> _TASK_: Which lines of the items below contain the word "given"? Gather each of them, treating uppercase and lowercase as different.

> _DATA LISTING_:

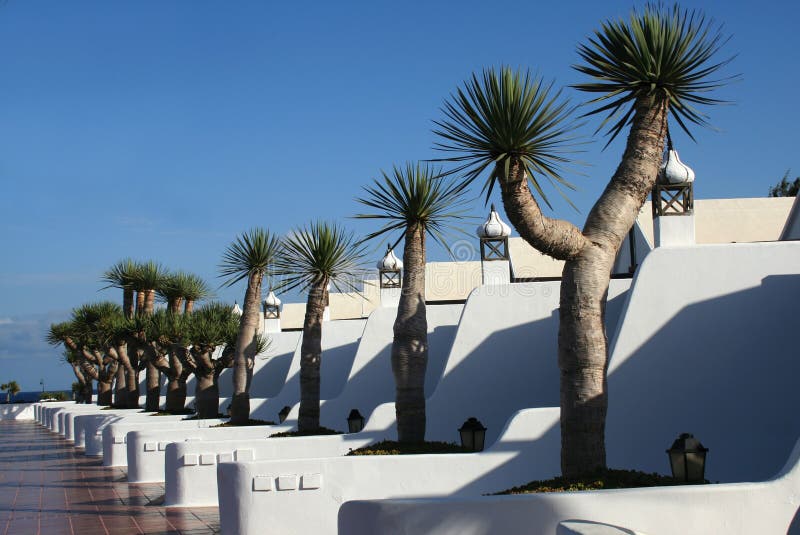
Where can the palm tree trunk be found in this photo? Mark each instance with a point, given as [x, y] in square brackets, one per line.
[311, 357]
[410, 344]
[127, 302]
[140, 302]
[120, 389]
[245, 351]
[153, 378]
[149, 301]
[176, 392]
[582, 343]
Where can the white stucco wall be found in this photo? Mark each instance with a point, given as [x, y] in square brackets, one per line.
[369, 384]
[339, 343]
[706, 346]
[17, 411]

* * *

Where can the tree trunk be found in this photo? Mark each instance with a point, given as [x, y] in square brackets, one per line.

> _RESPONSE TO THIS EXERCISE_:
Where can the palm tree trunk be found in this photo? Mark each instance with a point, given as [x, y] in square brackets, one per line.
Where can the white stucco wall be found in this photo? Mark each instance with a point, given as [x, y] in square brackets, one per line.
Where can the tree trunk be found in this photo? Mark each instance with a point, given as [x, y] in square brackets, one per line.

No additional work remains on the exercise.